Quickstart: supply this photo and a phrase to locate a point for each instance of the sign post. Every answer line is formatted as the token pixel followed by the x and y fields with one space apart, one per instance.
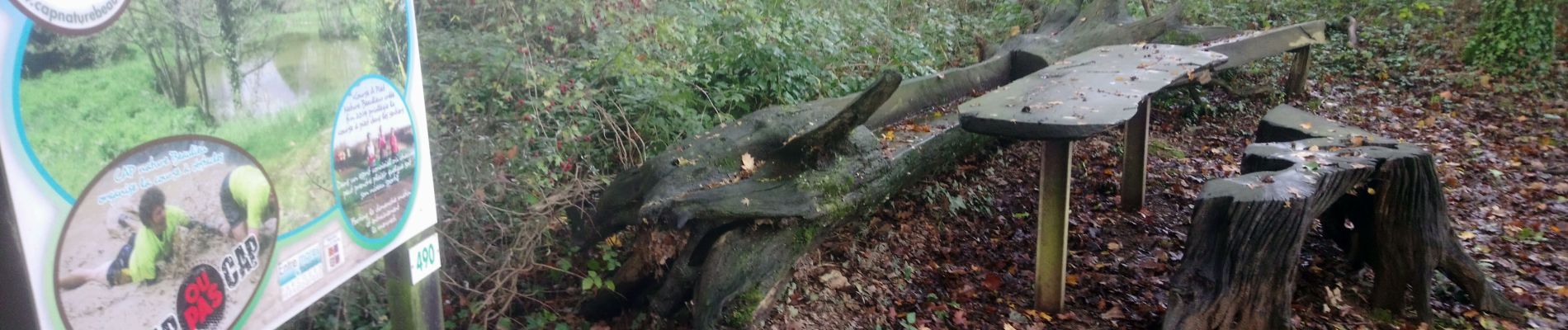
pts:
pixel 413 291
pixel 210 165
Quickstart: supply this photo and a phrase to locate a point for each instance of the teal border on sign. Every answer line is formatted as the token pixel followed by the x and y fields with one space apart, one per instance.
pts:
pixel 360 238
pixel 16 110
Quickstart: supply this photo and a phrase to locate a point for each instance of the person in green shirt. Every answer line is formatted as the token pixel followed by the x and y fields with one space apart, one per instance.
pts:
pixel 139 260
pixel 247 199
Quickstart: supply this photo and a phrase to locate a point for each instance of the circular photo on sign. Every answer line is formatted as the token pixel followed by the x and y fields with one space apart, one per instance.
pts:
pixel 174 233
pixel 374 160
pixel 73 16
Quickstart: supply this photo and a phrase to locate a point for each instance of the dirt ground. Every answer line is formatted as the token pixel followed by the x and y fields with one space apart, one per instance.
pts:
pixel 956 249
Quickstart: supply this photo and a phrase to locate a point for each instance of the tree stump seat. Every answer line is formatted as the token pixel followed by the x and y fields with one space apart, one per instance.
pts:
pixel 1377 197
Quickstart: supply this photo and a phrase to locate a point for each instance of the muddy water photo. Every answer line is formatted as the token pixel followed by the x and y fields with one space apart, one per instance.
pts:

WHAT THE EXERCISE ASKS.
Please transcribe all of the entries above verbatim, omitting the picture.

FULL RESPONSE.
Quickstart: supply this photo and a phrase to locate a point for each instance of the sign post. Every answer line is formatted as the token pixel followed by the x and y fields with one space apart, one per instance.
pts:
pixel 413 291
pixel 210 165
Quickstart: supply this photo and a phrase to locate a point for each instance of the teal border on sign. Every answer line is formatted as the token pixel followed by the x and y fields with one space apart, one per instance.
pts:
pixel 360 238
pixel 16 110
Quickstart: supply this photo and a phrase to locate a point for each instance of the person in green shirt. Every answer line is formatted as the token pixel followed by the x and y fields with one space apart, one per instance.
pts:
pixel 139 260
pixel 247 199
Quickstart: supply this photo and a phrase to locate a point for each instance of the circular photo on sign. Every answer line is formatted as the token pixel followed by the x and y fields with one space apart, one per instance.
pts:
pixel 174 233
pixel 374 160
pixel 73 16
Quickstart: supply this photo and a phrase to locate a point for each instance of the dirt ground. Every answer line is formatted as the token pixel followed by the x and y fields with one space apart, one per instance.
pts:
pixel 956 249
Quickstart: supply this photo and a phrase to locate a point for each instance of the tree stump seat. Every answer line is formatted as the token pixel followed by the x and y fields with one space apart, one per instance.
pts:
pixel 1377 197
Quickstart: supply this photo and a phrase to locate a point for each instance of the muddy water photo. Every answer line is formatted as the token pixel followed by the x and y fields with one space apart, one per instance.
pts:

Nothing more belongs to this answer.